LIST OF TASKS:
(A) Which parameters are set under the indigo-dc.galaxycloud-refdata role in the first playbook of the Example Playbook section of the reference data excerpt below? List their names only.
(B) Turn the paragraph beginning "For cvmfs server reference data provider" in the reference data excerpt below into a short list, keeping its main facts.
(C) Answer these from the reference data excerpt below, one answer per line, marked like the questions:
(i) What value is given for cvmfs_mountpoint?
(ii) Which role does the onedata reference data provider depend on?
(iii) What galaxy_flavor does the Example Playbook set?

EXCERPT TO READ:
########

For cvmfs server reference data provider, the role depends on indigo-dc.cvmfs-client role, which takes as input parameters the CernVM-FS server location details (stratum 0 address, public key and mount point).

- hosts: servers
  roles:
    - role: indigo-dc.cvmfs-client
      server_url: '90.147.102.186'
      repository_name: 'elixir-italy.galaxy.refdata'
      cvmfs_public_key: 'elixir-italy.galaxy.refdata.pub'
      proxy_url: 'DIRECT'
      proxy_port: '80'
      cvmfs_mountpoint: '/refdata'
      when:  refdata_provider_type == 'cvmfs'

For onedata reference data provider, the role depends on indigo-dc.oneclient role:

- hosts: servers
  roles:
    - role: indigo-dc.oneclient
      when: refdata_provider_type == 'onedata'

Example Playbook

  • Configure Galaxy with CernVM-FS reference data volume.

    - hosts: servers
      roles:
        - role: indigo-dc.galaxycloud-refdata
          galaxy_flavor: 'galaxy-no-tools'
          get_refdata: true
          refdata_provider_type: 'cvmfs'
          refdata_cvmfs_server_url: '90.147.102.186'
          refdata_cvmfs_repository_name: 'elixir-italy.galaxy.refdata'
          refdata_cvmfs_key_file: 'elixir-italy.galaxy.refdata'
          refdata_cvmfs_proxy_url: 'DIRECT'
    
  • Configure Galaxy with Onedata space for reference data.

########

DATASET RECORDS:
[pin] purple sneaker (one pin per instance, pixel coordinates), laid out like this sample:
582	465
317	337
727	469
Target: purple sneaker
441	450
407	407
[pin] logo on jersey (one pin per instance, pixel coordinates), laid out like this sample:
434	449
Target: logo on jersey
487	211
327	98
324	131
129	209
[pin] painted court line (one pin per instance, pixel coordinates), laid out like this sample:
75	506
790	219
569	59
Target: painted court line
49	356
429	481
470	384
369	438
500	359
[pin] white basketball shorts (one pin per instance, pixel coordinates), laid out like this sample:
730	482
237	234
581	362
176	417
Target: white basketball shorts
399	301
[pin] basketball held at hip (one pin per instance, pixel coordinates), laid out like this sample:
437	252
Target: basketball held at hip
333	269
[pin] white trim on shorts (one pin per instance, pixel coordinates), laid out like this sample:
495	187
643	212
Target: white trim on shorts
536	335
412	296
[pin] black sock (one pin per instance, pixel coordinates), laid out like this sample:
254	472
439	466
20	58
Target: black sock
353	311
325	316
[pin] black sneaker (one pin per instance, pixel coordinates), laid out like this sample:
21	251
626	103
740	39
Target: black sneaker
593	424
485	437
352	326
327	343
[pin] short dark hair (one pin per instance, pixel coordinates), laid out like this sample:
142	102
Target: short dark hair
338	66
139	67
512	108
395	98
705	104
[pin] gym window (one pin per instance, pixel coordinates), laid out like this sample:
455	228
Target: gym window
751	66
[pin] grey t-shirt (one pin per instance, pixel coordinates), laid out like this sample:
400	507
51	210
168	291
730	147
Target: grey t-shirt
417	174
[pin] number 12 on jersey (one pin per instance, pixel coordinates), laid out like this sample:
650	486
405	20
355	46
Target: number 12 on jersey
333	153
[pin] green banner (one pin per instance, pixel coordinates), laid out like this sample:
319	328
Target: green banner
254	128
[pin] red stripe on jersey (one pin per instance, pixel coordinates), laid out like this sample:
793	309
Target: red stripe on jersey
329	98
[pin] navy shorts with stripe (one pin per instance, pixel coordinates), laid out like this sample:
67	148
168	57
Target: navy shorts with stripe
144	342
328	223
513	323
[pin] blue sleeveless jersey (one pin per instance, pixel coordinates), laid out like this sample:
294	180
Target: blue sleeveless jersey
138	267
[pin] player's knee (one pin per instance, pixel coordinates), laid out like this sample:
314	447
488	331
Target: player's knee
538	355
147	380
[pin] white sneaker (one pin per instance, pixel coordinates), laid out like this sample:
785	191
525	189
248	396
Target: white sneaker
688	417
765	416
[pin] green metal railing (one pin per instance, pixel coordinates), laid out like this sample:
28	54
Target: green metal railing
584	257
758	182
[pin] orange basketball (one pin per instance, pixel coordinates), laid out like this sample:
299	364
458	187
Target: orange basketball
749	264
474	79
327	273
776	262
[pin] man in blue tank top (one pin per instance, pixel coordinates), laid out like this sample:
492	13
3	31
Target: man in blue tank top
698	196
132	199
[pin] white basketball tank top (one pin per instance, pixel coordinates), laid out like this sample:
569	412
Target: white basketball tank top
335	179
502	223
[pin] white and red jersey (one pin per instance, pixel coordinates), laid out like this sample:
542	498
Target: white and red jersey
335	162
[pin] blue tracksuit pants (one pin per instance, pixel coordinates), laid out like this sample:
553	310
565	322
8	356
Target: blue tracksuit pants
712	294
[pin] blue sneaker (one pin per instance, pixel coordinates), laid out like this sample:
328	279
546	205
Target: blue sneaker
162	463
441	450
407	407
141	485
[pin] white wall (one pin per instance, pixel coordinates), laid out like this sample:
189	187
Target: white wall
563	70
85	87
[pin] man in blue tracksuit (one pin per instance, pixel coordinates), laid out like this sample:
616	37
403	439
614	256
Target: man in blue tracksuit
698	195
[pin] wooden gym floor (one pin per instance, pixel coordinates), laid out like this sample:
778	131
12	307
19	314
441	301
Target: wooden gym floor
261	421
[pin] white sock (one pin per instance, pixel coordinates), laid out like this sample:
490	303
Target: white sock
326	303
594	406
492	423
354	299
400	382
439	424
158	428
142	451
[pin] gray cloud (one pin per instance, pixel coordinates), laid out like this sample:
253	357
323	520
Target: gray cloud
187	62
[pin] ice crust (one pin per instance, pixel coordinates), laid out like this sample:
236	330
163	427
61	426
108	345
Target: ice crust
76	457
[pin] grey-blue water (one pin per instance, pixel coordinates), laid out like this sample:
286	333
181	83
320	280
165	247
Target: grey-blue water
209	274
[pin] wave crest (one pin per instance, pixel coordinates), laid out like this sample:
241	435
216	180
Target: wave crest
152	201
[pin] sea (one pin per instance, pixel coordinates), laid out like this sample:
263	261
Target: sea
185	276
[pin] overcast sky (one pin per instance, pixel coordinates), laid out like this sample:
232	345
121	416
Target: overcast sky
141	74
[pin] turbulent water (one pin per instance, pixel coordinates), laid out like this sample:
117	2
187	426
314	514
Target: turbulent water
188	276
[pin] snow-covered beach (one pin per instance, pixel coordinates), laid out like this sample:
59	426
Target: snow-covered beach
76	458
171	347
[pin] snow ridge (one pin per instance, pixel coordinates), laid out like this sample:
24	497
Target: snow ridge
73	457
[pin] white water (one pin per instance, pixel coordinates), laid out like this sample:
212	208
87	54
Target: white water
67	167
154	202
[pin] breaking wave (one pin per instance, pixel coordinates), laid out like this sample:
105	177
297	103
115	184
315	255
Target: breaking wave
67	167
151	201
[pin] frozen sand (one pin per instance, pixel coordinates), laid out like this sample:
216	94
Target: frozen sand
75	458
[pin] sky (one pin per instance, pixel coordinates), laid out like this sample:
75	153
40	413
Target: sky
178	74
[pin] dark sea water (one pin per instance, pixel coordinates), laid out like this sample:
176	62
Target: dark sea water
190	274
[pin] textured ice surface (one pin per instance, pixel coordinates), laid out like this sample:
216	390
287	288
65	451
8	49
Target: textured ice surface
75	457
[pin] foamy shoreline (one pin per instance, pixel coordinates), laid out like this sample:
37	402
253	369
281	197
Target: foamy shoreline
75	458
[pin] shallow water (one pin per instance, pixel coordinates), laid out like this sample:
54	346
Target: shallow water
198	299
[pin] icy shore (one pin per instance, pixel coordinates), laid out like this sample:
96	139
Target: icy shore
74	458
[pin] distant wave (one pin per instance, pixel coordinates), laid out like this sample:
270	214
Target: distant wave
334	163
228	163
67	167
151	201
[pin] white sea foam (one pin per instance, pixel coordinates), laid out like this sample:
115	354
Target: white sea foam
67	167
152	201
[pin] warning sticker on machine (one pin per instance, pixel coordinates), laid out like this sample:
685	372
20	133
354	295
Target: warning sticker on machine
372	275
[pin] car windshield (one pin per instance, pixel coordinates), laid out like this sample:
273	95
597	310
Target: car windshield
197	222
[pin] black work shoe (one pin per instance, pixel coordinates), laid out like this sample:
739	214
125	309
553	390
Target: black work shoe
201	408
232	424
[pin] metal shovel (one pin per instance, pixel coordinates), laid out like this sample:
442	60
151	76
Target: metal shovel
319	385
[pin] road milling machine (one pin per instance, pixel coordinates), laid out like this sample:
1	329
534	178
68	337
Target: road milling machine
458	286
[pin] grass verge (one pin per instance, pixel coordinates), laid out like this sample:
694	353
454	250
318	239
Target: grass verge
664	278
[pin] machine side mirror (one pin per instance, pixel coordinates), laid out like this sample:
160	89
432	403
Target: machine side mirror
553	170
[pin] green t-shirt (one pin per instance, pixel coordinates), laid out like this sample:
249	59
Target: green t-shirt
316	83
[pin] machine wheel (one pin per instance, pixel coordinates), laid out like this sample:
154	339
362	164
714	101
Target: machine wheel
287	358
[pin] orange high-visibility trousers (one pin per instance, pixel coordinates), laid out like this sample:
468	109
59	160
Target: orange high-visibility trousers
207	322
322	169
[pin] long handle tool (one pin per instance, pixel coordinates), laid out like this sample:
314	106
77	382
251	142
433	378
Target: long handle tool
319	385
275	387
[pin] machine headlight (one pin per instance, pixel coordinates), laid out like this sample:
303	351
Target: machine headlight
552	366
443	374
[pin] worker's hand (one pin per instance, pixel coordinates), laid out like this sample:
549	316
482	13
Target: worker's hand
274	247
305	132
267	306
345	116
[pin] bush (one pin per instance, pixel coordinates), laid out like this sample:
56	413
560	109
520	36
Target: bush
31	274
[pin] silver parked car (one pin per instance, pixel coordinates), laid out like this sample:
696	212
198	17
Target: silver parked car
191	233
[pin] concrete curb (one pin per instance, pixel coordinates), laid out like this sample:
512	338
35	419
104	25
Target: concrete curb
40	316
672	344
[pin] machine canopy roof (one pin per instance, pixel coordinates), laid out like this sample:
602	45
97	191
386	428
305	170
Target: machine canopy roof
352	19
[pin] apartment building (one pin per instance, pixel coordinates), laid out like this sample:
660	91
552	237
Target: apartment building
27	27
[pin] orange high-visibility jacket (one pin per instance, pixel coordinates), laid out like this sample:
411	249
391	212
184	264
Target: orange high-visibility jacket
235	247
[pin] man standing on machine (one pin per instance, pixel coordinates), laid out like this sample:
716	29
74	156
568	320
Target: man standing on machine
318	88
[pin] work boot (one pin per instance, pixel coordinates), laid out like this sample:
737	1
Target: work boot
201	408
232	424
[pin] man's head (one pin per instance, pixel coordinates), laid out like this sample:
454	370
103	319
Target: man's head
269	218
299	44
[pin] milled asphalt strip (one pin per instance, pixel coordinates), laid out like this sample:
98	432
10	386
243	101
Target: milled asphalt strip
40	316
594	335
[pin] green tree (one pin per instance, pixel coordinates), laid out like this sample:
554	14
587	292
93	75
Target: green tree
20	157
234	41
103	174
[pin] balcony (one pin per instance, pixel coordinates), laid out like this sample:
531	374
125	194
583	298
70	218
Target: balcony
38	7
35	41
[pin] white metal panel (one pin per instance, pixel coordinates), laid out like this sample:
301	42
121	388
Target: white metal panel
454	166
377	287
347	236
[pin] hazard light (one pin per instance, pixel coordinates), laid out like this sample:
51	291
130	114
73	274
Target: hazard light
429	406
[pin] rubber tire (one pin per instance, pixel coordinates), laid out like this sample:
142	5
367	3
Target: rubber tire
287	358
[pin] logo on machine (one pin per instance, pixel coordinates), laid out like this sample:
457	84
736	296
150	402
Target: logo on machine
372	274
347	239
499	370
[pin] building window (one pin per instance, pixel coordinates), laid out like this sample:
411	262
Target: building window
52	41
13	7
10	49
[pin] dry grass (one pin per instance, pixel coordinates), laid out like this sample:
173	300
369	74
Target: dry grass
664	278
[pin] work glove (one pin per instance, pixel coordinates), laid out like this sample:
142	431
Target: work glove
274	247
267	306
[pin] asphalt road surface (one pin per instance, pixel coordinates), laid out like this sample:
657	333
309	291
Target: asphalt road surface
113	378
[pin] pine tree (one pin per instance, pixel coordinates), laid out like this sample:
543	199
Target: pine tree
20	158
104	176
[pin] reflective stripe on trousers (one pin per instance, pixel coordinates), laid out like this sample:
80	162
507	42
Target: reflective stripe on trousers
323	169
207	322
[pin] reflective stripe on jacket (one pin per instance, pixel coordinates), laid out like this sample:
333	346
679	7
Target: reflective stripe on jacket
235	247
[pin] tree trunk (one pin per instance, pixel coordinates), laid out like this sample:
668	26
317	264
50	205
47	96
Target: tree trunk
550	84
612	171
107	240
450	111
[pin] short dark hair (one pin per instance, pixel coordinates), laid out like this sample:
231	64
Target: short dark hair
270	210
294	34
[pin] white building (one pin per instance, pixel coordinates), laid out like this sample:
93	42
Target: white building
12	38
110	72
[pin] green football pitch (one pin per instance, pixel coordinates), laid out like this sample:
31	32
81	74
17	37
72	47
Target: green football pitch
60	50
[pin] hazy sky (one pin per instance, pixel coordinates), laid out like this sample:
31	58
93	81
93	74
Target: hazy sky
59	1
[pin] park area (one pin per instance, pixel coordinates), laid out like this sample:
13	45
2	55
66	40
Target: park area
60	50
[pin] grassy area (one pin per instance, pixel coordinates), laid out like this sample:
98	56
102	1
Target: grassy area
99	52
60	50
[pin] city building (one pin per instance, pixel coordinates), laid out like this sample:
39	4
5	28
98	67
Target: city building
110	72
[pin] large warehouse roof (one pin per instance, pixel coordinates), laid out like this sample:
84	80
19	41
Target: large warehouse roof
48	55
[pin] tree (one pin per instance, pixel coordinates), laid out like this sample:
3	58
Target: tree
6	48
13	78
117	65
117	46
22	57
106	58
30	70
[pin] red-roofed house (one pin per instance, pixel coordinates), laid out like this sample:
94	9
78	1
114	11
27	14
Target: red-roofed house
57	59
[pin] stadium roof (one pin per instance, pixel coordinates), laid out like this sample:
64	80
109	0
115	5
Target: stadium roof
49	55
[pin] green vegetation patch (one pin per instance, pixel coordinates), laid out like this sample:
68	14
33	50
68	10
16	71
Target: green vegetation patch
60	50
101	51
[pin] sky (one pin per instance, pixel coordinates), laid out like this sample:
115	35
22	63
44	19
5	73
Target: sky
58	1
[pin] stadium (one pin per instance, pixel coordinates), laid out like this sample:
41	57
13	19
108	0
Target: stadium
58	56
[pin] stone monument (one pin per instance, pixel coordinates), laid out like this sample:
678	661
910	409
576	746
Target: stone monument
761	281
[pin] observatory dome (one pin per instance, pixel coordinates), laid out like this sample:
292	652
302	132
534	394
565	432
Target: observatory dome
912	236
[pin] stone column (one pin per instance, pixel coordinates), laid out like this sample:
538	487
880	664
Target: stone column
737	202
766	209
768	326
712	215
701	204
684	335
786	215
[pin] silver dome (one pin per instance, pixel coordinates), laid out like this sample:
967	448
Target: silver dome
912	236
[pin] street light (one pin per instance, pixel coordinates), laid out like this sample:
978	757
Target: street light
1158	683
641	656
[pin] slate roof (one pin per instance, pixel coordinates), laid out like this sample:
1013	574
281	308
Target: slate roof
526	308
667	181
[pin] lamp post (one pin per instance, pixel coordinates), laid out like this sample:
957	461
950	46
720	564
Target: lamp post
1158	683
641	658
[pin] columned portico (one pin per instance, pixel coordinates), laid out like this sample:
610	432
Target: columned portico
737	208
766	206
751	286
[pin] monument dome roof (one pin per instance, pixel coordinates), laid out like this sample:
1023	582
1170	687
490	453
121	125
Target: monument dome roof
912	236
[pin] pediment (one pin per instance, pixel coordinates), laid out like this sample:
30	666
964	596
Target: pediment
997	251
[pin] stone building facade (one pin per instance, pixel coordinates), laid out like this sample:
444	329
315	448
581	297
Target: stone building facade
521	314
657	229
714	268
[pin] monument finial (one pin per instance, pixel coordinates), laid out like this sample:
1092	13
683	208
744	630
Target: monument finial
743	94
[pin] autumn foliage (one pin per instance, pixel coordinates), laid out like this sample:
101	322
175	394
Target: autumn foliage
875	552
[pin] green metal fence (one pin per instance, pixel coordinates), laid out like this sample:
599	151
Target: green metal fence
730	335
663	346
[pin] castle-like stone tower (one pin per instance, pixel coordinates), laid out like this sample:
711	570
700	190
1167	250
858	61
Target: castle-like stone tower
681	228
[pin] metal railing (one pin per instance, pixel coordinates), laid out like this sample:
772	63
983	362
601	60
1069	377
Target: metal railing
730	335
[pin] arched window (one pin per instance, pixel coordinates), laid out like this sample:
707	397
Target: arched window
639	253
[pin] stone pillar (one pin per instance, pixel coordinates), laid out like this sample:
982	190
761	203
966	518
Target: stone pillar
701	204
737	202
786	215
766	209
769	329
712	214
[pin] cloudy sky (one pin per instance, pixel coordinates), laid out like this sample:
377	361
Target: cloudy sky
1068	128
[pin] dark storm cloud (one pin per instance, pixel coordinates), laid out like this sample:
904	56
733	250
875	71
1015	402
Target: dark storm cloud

########

EXERCISE ANSWERS:
(A)
- galaxy_flavor
- get_refdata
- refdata_provider_type
- refdata_cvmfs_server_url
- refdata_cvmfs_repository_name
- refdata_cvmfs_key_file
- refdata_cvmfs_proxy_url

(B)
- Provider: cvmfs server reference data
- Depends on: the indigo-dc.cvmfs-client role
- Input parameters (CernVM-FS server location details):
  - stratum 0 address
  - public key
  - mount point

(C)
(i) '/refdata'
(ii) indigo-dc.oneclient
(iii) 'galaxy-no-tools'